MATERIAL PROPORCIONADO
---+---
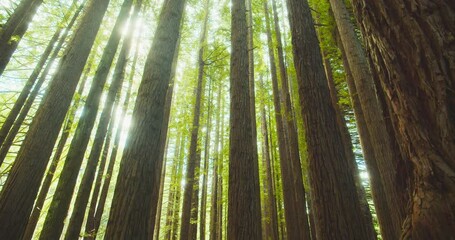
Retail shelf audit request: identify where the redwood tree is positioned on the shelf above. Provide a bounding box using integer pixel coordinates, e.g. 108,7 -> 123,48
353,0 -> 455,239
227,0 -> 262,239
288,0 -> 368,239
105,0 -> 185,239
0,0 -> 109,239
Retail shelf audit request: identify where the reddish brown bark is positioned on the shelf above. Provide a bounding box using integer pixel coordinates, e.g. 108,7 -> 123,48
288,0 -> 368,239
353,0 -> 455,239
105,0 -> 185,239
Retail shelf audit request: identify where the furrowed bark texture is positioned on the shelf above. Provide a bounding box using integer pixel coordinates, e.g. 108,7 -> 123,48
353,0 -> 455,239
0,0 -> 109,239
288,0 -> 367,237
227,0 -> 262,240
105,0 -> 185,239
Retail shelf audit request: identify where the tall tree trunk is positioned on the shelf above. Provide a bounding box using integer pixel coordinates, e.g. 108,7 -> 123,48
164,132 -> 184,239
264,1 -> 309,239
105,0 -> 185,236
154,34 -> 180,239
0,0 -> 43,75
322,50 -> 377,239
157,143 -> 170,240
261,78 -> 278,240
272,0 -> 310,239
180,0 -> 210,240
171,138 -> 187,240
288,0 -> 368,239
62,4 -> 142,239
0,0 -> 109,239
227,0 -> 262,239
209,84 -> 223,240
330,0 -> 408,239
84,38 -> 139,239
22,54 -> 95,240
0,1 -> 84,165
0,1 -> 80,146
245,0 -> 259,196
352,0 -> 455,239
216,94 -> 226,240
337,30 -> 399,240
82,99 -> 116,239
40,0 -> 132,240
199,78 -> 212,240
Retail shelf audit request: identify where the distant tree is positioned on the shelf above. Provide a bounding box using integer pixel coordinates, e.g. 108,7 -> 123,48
---+---
RETO
Localiza en los registros anteriores cada línea en la que aparece la palabra "bark" y transcríbela completa.

SOLUCIÓN
Retail shelf audit request: identify where the reddish brown bark is positioned on the shelf above. Provide a bounding box using integer pixel coordinates, e.g. 108,7 -> 123,48
Retail shelf audit request: identify where the furrowed bark texture is positioned on the shelf above. Provide a bounding box using integer pixel coordinates, e.g. 108,7 -> 123,48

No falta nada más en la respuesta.